## START Reading passage

Google: 4.9 · 129 reviews


Neon earns its 2024 Michelin star in a repurposed teacher training college in Lier, where chef Nils Proost runs five seasonal set menus built around produce from a small-scale market garden in Koningshooikt. Vegetables, herbs, and fruit drive the cooking, with North Sea fish and whole-carcass meat appearing as counterpoints. The price tier sits at €€€, making it one of the more accessible starred tables in the Belgian fine dining circuit.

A Former Canteen, a Current Star
The refurbished canteen of a former teacher training college in Lier is not where you would expect to find one of Belgium's more considered starred kitchens. Yet that architectural inheritance shapes the dining experience at Neon in ways a purpose-built restaurant rarely could: the space carries an institutional memory that sits in deliberate contrast to the precision on the plate. Belgium's fine dining geography tends to cluster around Antwerp, Bruges, and Brussels, with tables like Zilte in Antwerp or Boury in Roeselare anchoring the prestige end of the Flemish circuit. Neon occupies a different register: smaller city, lower price point (€€€ against the €€€€ bracket of many peers), and a cooking philosophy that positions sourcing as the structural argument, not a marketing footnote.

## END Reading passage
## START Listed entries

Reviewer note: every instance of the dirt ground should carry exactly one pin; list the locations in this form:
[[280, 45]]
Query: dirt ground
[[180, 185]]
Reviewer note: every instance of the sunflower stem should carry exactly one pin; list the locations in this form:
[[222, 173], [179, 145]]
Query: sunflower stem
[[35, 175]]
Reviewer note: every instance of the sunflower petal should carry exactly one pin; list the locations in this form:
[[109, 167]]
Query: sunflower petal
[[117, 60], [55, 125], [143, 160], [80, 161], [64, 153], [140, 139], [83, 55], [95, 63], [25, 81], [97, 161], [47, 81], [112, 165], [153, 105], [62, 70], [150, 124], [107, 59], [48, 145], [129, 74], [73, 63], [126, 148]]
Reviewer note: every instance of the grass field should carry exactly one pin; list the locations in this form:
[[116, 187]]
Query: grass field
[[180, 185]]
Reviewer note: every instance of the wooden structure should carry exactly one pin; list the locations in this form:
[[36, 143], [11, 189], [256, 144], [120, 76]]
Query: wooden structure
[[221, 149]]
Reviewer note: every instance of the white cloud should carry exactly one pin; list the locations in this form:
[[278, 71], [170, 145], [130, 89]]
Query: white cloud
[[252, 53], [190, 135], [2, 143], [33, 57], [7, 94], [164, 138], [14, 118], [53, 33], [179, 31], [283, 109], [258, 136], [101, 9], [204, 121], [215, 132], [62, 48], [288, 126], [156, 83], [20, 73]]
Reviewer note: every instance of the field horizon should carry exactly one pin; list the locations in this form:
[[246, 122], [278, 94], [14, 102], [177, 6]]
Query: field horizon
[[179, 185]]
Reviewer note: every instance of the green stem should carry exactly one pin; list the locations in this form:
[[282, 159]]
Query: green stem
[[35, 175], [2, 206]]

## END Listed entries

**Exercise 1:** Based on the piece about Neon, do these statements agree with it? (a) Neon received its Michelin star in 2024. (b) Neon is located in Antwerp. (c) Neon's price tier is €€€€.
**Exercise 2:** Copy out the records, starting at the line that contains "Reviewer note: every instance of the wooden" and ending at the last line of the records.

**Exercise solution 1:**
(a) Yes: "Neon earns its 2024 Michelin star"
(b) No: "in a repurposed teacher training college in Lier"
(c) No: "The price tier sits at €€€"

**Exercise solution 2:**
Reviewer note: every instance of the wooden structure should carry exactly one pin; list the locations in this form:
[[36, 143], [11, 189], [256, 144], [120, 76]]
Query: wooden structure
[[221, 149]]
Reviewer note: every instance of the white cloud should carry exactly one pin; list the locations in this form:
[[278, 71], [170, 145], [130, 89]]
Query: white cloud
[[252, 53], [190, 135], [2, 143], [33, 57], [7, 94], [164, 138], [14, 118], [53, 33], [179, 31], [283, 109], [258, 136], [101, 9], [204, 121], [215, 132], [62, 48], [288, 126], [156, 83], [20, 73]]
Reviewer note: every instance of the field horizon should carry exactly one pin; list the locations in this form:
[[246, 122], [278, 94], [14, 102], [177, 6]]
Query: field horizon
[[179, 185]]
Reviewer note: every instance of the green stem should carry exactly one pin; list the locations in this form:
[[282, 159]]
Query: green stem
[[35, 175], [2, 206]]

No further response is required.